Exercise task A: Echo the records starting at the line that contains "Query: table surface" and ending at the end of the records, and leave the pictures out of your answer.

Passage given:

** Begin **

This time, the same-sex marriage wars will unfold in the city’s federal building, just a short walk from where San Francisco Mayor Gavin Newsom once riled the country by handing out marriage licenses to gay and lesbian couples at City Hall.
Now, the legal fight over gay marriage shifts into unprecedented
territory with the first trial ever held over the constitutionality of
a state’s ban on the right of same-sex couples to wed.

Over the next few weeks, Chief U.S. District Judge Vaughn Walker will consider a lawsuit challenging Proposition 8, the 2008 voter-approved initiative that restored California’s
ban on same-sex marriages. To most legal experts, the trial may lay the
groundwork for eventually propelling the gay marriage issue to the U.S. Supreme Court.
And those experts say the stakes in the Proposition 8 showdown are
immense for the entire gay rights movement if Perry v. Schwarzenegger,
as the California case is called, is etched in Supreme Court lore.

“It’s a dangerous ballgame, because if it does go to the Supreme Court, a lot is riding on that,” said Sara Benson, a law professor at the University of Illinois.

The American Foundation for Civil Rights sued in May on behalf of two same-sex couples — one from Berkeley, Calif.
— seeking the right to marry. To overturn Proposition 8, the group
attracted widespread attention by turning to conservative legal power
broker Theodore Olson, President George W. Bush’s solicitor general, to lead the legal team, along with prominent trial lawyer David Boies. San Francisco city officials also are attacking the law.

The Proposition 8 campaign is defending the law. Gov. Arnold Schwarzenegger has remained neutral even though he is the lead named defendant in the lawsuit, and Attorney General Jerry Brown has filed papers calling Proposition 8 unconstitutional.

** End **

Exercise task B:
Answer these questions using the passage on the Proposition 8 trial:
(i) Which judge will consider the lawsuit challenging Proposition 8?
(ii) Which group sued in May on behalf of two same-sex couples?
(iii) Who is the lead named defendant in the lawsuit?

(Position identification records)
** Begin **

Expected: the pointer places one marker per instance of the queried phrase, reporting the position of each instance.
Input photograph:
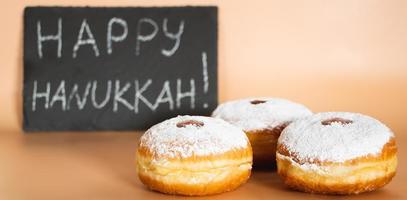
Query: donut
(193, 156)
(336, 153)
(262, 119)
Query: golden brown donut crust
(197, 175)
(264, 144)
(354, 176)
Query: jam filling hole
(255, 102)
(336, 120)
(189, 122)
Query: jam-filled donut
(336, 153)
(194, 155)
(262, 119)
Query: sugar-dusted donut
(262, 119)
(194, 155)
(336, 153)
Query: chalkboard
(117, 68)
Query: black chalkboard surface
(112, 68)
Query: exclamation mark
(205, 75)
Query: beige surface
(330, 55)
(101, 166)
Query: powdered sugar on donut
(266, 114)
(215, 136)
(309, 139)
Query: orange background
(340, 55)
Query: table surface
(101, 165)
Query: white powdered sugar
(356, 136)
(266, 114)
(212, 136)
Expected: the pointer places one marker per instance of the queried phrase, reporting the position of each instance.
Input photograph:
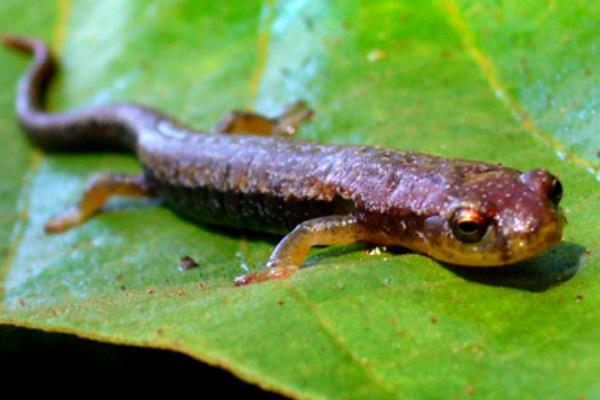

** End **

Solution A:
Query: table surface
(101, 165)
Query: white powdered sugar
(356, 136)
(266, 114)
(212, 136)
Expected: the pointer places one marker per instance of the queried phrase, reporting the position of each instance.
Input photograph:

Solution B:
(i) Chief U.S. District Judge Vaughn Walker
(ii) The American Foundation for Civil Rights
(iii) Gov. Arnold Schwarzenegger